───── Reading passage

Biomarkers for Pediatric Glioblastoma through Genomics and Epigenomics
Fiscal Year Project Launched
Goal: To develop new tools that will help healthcare providers identify mutations in brain tumors, allowing children to receive the best treatment strategy.
A type of incurable brain cancer called high-grade astrocytomas (HGA) is taking the lives of children and young adults. Genome Canada and CIHR-funded researchers have identified mutations in a particular gene in a significant fraction of children and young adults with this brain tumor. These mutations partly explain why this cancer remains unresponsive to treatments.
Now, the team led by Drs. Nada Jabado, Jacek Majewski and Tomi Pastinen will develop new tools that will help healthcare providers identify these mutations in brain tumors, allowing children to receive the best treatment strategy. Using next-generation genomic technologies, they are looking for potential targets for drug treatment.

──────────
───── Records

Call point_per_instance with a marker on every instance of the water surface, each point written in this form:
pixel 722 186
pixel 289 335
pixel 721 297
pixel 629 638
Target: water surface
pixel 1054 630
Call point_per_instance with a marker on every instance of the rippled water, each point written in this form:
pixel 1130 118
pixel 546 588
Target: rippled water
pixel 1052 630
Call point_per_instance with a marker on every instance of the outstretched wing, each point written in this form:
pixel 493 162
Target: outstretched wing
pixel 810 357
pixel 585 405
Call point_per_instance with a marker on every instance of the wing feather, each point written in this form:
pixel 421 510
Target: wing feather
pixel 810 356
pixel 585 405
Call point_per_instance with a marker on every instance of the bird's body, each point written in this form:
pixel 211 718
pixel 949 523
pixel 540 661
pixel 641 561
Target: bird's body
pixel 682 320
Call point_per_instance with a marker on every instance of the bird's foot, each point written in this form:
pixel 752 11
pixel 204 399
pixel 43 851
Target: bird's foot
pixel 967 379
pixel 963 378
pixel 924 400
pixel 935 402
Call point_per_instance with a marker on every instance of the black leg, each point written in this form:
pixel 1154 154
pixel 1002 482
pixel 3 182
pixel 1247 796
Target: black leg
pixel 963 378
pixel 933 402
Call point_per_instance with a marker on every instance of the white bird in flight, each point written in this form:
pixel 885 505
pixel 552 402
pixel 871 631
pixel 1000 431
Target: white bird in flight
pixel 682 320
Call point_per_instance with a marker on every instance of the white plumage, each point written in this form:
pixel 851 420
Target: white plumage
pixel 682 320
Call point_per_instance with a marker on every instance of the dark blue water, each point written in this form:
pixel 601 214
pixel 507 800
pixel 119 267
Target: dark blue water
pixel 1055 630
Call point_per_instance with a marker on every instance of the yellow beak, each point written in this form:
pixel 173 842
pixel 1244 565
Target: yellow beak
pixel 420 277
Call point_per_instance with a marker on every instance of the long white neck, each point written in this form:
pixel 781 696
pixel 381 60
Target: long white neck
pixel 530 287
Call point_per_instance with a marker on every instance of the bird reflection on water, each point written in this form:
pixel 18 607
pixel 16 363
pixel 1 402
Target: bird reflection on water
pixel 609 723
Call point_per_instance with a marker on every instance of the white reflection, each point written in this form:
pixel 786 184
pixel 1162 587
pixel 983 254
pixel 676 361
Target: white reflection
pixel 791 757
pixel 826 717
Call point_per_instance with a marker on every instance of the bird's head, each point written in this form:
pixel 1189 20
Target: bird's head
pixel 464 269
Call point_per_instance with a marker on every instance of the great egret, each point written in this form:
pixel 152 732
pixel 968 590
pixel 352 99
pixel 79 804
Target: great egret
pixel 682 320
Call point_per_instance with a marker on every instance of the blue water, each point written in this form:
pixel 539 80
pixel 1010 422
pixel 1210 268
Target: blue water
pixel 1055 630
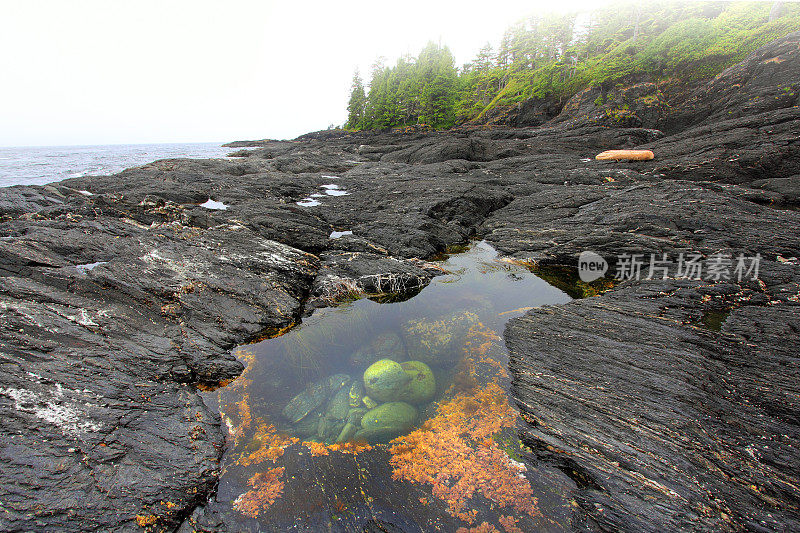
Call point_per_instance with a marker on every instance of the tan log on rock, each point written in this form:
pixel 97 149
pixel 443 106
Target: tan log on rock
pixel 630 155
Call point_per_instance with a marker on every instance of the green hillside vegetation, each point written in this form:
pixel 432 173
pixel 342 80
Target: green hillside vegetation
pixel 556 56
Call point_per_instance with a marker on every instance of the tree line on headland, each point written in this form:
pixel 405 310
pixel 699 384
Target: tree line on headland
pixel 554 56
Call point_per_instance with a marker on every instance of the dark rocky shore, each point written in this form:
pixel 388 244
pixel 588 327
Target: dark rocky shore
pixel 122 295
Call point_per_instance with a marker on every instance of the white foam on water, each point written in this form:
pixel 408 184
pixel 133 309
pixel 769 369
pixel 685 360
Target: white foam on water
pixel 212 204
pixel 90 266
pixel 308 202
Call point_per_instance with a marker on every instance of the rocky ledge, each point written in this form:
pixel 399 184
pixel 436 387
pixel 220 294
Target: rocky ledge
pixel 123 295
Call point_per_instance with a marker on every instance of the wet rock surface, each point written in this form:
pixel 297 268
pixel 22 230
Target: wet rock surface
pixel 121 295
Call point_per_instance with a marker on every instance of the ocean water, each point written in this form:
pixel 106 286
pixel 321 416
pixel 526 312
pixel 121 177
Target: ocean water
pixel 38 165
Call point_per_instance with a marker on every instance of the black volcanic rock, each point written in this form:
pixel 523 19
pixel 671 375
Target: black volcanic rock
pixel 665 425
pixel 121 295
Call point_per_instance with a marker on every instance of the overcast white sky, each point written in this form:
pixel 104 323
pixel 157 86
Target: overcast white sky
pixel 114 71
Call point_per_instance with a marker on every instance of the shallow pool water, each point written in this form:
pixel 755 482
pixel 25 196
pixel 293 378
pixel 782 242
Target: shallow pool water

──────────

* Questions on the material *
a) List the researchers named in the pediatric glioblastoma project description as leading the team.
b) Answer each question from the pediatric glioblastoma project description.
(i) What type of brain cancer does it describe as incurable?
(ii) Which organizations funded the researchers who identified the gene mutations?
(iii) What technologies is the team using to look for drug treatment targets?
c) Based on the pediatric glioblastoma project description, explain why the team is developing tools to identify mutations in these brain tumors.

* Answers per task *
a) Nada Jabado, Jacek Majewski, Tomi Pastinen

b)
(i) High-grade astrocytomas (HGA)
(ii) Genome Canada and CIHR
(iii) Next-generation genomic technologies

c) Mutations in a particular gene partly explain why high-grade astrocytomas remain unresponsive to treatments. Tools that help healthcare providers identify these mutations will allow children to receive the best treatment strategy.